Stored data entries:
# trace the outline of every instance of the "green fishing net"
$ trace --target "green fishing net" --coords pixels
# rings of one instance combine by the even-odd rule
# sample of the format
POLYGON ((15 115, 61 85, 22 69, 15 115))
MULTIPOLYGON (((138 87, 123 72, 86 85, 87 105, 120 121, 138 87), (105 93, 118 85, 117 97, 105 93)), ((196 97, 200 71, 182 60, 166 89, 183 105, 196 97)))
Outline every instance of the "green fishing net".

▶ **Exercise aim**:
The task calls for all lines in the entries that hold "instance".

▶ **Response for this exercise**:
# trace the outline of every instance of the "green fishing net"
# rings of one instance combine by the even-odd rule
Outline every instance of the "green fishing net".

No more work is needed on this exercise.